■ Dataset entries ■
+--

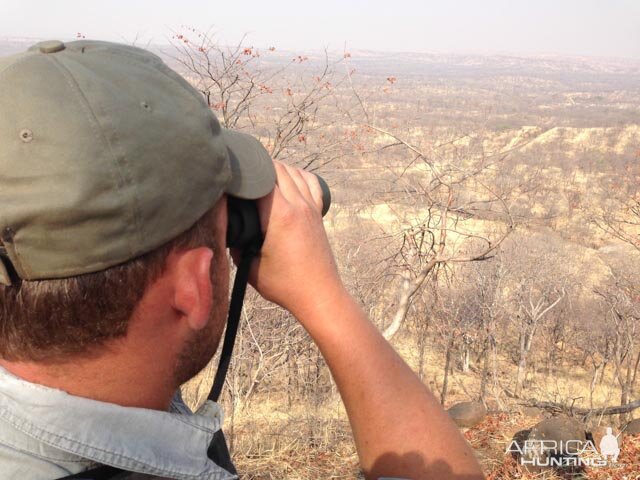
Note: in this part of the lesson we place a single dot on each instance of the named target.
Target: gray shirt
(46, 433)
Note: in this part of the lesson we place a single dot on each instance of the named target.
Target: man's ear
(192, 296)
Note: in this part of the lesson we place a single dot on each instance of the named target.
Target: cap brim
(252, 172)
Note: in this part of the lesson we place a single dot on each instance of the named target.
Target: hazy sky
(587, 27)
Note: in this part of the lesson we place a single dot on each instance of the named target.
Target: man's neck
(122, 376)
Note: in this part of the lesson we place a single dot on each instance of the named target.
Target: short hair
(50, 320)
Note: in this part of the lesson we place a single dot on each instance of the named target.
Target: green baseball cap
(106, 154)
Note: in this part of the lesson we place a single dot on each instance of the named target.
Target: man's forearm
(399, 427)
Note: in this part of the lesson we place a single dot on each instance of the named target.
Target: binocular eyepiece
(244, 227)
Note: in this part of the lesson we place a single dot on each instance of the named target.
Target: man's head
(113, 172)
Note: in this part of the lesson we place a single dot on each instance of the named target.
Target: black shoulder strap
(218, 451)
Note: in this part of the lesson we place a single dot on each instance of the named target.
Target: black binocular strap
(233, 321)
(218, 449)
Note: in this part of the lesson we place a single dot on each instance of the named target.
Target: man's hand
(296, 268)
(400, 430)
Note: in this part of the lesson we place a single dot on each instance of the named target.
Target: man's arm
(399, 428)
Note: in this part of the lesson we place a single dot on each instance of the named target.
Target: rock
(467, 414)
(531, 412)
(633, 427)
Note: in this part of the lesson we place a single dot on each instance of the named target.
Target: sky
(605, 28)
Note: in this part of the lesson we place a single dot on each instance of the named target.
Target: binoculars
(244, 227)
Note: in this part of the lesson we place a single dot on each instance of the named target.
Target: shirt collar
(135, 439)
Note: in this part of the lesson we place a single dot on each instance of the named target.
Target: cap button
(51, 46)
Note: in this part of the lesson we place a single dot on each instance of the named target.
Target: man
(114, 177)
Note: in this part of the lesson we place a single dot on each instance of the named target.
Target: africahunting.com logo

+--

■ ASSIGNMENT ■
Starting at the line that contains "Target: man's head", print every line through the last one of the records, exactly and with nothing else.

■ RESPONSE FOR THIS EXERCISE ■
Target: man's head
(113, 172)
Note: in this part of the lesson we place a single dot on each instance of the named target.
Target: black shoulder strap
(218, 451)
Note: in this part of the lesson we place a single dot on each instance of the named target.
Target: black binocular strap
(233, 321)
(218, 449)
Note: in this part of the lesson we place a single dot on each instance of the named target.
Target: man's hand
(296, 268)
(400, 430)
Note: in this part of the lesson we place a single dot on each instance of the named target.
Target: man's arm
(399, 428)
Note: in this part of the lesson we place a single dot on each instance of the named target.
Target: rock
(467, 414)
(531, 412)
(633, 427)
Note: in this part of the lesson we place a single dot on each instance of the named target.
Target: sky
(605, 28)
Note: in this part of the lesson we place a single dot on each instance of the named target.
Target: binoculars
(244, 227)
Note: in this part of the lesson we place a single dot on each instance of the named target.
Target: shirt collar
(135, 439)
Note: in this part of the lesson we place a single dot on each instance of the named target.
Target: cap button
(51, 46)
Note: in this part of the lesson we place a single dot on each instance of the named target.
Target: man
(114, 177)
Note: in this part of the lesson we place a single dot on each instance of the named target.
Target: africahunting.com logo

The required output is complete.